* **Passage**:

The only fly in Corbyn’s ointment here is that he doesn’t appear to realise the implication of his argument.

There have always been technical difficulties with that idea of social mobility anyway. Foremost among them is how difficult it is to achieve — as demonstratedby equally low rates in Sweden, the US and elsewhere. It’s not even necessarily desirable for social position is obviously going to be relative. So, if someone rises in the rankings then someone else must have declined in an equal and opposite fashion.

Making everyone better off is, by contrast, more achievable. We have, after all, been doing it this past two and a half centuries since we chanced upon capitalism and free markets. That’s also the only system that has ever achieved this; no other method of socioeconomic organisation has managed to deliver greater prosperity in the same way. Under alternative arrangements, things went wrong either because technological change was so slow that living standards slumped again in the Malthusian population surge, or because the inefficiencies of planned economies led to the socialist tumble in living standards more directly.

So, yes, we can welcome this:

Jeremy Corbyn announced last weekend that the party would be pursuing social justice for all instead of social mobility, and would replace the Social Mobility Commission with a body that measures progress against equality targets.

As the Guardian puts it: “Focusing on raising up a fortunate few is the easy option. Far better to improve life for all.”

* **Stored rows**:
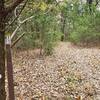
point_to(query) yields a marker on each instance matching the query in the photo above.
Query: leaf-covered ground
(71, 73)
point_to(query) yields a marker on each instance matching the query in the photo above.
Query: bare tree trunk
(2, 51)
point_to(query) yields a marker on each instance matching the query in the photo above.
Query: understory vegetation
(44, 23)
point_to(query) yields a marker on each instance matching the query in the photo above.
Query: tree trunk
(2, 51)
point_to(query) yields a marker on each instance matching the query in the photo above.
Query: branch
(22, 22)
(12, 6)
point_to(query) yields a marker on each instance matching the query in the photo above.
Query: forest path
(70, 72)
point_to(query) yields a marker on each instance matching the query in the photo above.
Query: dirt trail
(70, 72)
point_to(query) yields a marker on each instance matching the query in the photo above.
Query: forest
(49, 49)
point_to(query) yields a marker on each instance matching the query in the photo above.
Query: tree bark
(2, 51)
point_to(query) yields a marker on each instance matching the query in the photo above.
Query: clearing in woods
(70, 72)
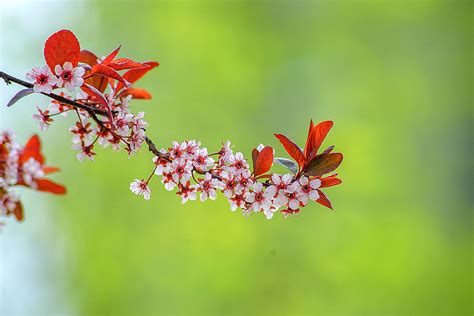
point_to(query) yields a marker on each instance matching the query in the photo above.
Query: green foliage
(394, 76)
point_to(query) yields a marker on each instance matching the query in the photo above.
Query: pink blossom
(43, 119)
(68, 76)
(208, 187)
(187, 192)
(309, 188)
(140, 187)
(43, 79)
(257, 198)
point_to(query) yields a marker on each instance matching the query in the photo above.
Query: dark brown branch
(9, 79)
(91, 110)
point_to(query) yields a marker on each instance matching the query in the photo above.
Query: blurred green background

* **Required task**:
Please quote the passage on social mobility from "So, yes, we" to "against equality targets.".

* **Solution**:
So, yes, we can welcome this:

Jeremy Corbyn announced last weekend that the party would be pursuing social justice for all instead of social mobility, and would replace the Social Mobility Commission with a body that measures progress against equality targets.